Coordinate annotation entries
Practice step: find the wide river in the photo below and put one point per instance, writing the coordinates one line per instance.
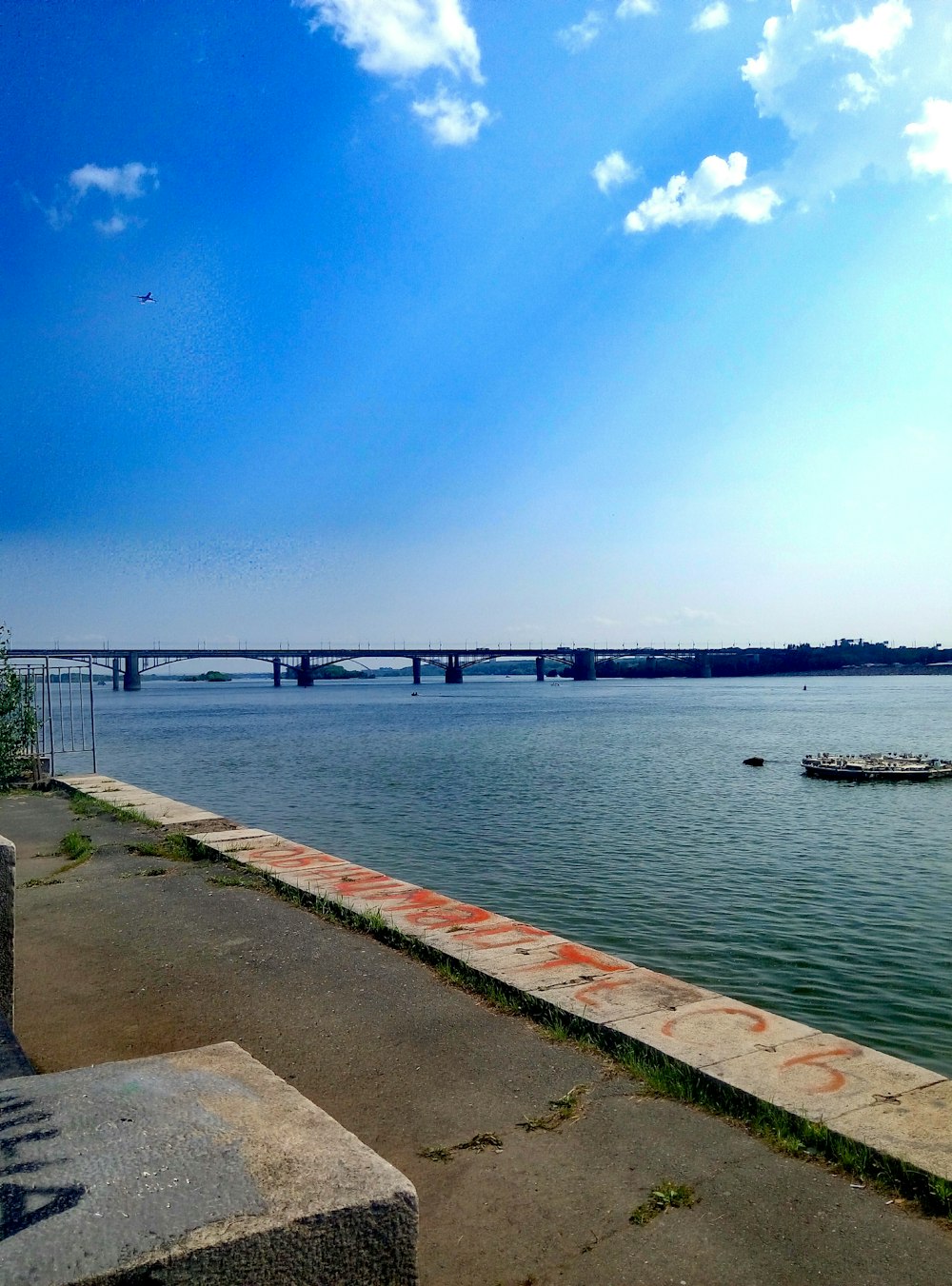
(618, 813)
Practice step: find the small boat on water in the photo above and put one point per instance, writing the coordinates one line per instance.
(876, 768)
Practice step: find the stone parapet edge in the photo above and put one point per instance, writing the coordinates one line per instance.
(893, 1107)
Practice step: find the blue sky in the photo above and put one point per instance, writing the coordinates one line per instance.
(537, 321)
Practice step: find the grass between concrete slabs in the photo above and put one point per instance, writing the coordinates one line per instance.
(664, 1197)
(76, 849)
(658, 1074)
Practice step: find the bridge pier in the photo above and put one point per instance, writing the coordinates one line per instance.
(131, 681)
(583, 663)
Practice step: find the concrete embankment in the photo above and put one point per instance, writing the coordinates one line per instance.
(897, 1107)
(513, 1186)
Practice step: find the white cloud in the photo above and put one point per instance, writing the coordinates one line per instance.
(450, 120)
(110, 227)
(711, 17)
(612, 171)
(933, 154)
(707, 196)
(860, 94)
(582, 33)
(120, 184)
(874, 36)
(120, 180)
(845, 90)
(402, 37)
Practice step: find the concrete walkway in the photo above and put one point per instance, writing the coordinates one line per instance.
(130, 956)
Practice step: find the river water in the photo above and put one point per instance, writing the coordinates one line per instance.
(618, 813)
==
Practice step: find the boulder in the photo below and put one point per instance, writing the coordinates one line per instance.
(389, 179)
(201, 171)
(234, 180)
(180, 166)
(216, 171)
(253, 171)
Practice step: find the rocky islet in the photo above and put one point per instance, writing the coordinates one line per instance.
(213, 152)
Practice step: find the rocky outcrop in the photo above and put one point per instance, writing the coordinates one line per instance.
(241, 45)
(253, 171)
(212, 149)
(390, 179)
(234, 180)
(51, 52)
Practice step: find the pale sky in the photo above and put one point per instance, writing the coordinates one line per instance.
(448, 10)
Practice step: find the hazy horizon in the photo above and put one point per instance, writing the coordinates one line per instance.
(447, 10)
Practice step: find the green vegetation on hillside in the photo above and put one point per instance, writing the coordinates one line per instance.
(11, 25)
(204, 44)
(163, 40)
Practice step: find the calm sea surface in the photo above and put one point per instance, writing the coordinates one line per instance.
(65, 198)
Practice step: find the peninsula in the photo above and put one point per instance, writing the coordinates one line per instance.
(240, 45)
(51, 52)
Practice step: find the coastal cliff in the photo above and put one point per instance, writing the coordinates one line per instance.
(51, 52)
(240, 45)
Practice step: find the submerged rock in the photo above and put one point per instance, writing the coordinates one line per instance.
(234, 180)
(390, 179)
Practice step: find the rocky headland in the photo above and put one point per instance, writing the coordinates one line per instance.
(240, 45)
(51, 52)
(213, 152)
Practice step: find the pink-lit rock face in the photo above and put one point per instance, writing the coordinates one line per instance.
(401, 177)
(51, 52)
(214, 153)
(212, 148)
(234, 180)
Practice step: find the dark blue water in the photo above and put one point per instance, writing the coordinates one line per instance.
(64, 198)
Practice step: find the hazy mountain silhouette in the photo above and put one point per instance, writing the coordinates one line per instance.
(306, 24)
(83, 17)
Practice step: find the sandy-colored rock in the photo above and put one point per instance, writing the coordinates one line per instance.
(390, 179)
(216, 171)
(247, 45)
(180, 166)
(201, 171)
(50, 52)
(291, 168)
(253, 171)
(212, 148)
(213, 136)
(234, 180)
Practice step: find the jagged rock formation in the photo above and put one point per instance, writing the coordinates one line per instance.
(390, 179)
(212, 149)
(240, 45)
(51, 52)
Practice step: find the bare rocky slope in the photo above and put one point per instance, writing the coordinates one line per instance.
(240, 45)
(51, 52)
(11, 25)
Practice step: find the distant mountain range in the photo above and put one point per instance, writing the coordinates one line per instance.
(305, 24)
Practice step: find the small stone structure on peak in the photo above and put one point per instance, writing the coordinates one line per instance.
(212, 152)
--
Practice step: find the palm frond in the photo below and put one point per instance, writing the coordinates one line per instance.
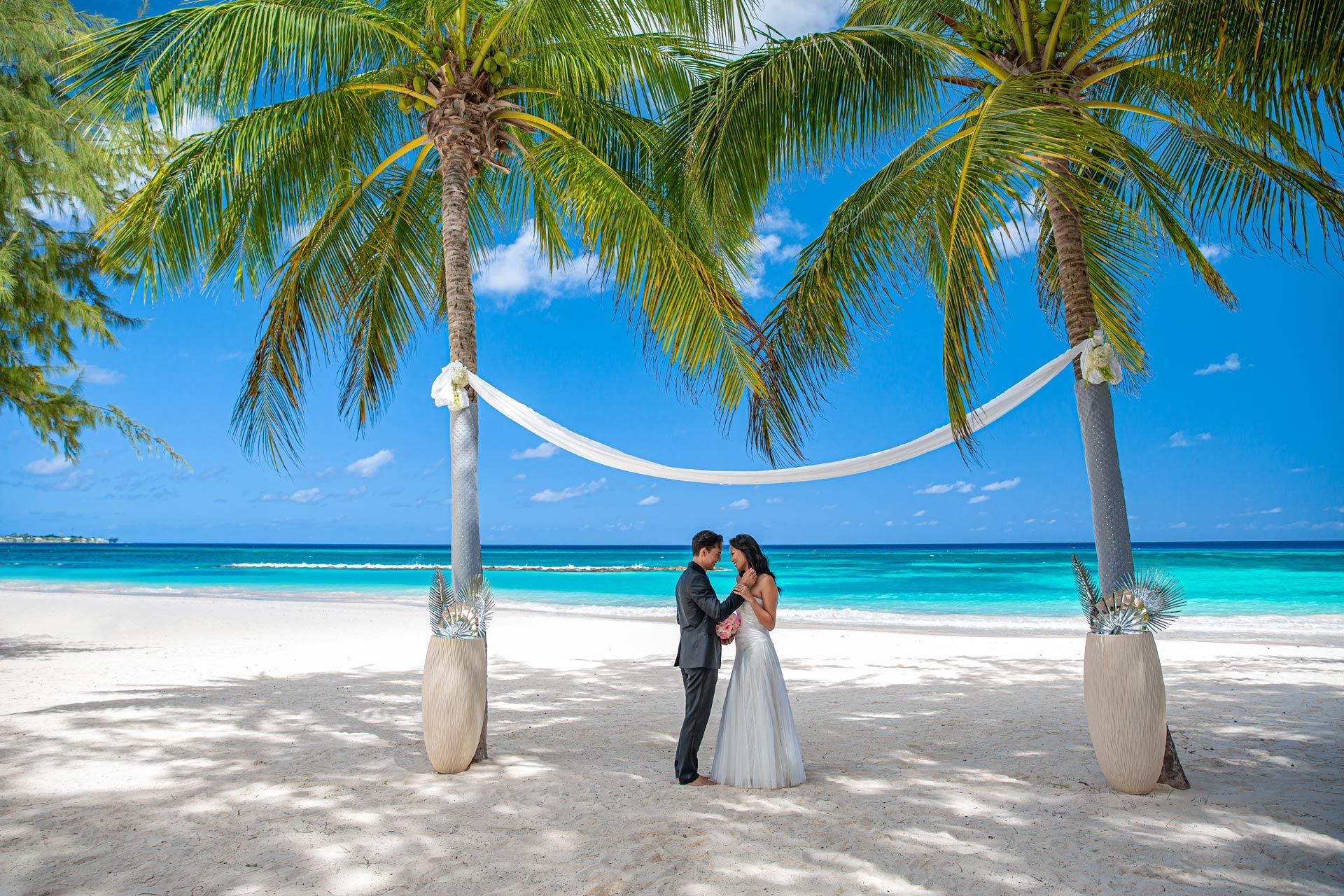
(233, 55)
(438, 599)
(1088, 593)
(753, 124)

Instructions to follow: Which lines of the material above contain the word "mountain"? Pull out each of those lines and copy it in full.

Final result:
Practice step: find the hazy mountain silhouette in the photo above and put one point per instance, writing the coordinates one line per instance.
Practice step: find the distant mountain range in the photo above and put one point per instance, writing the coordinates one line per instance.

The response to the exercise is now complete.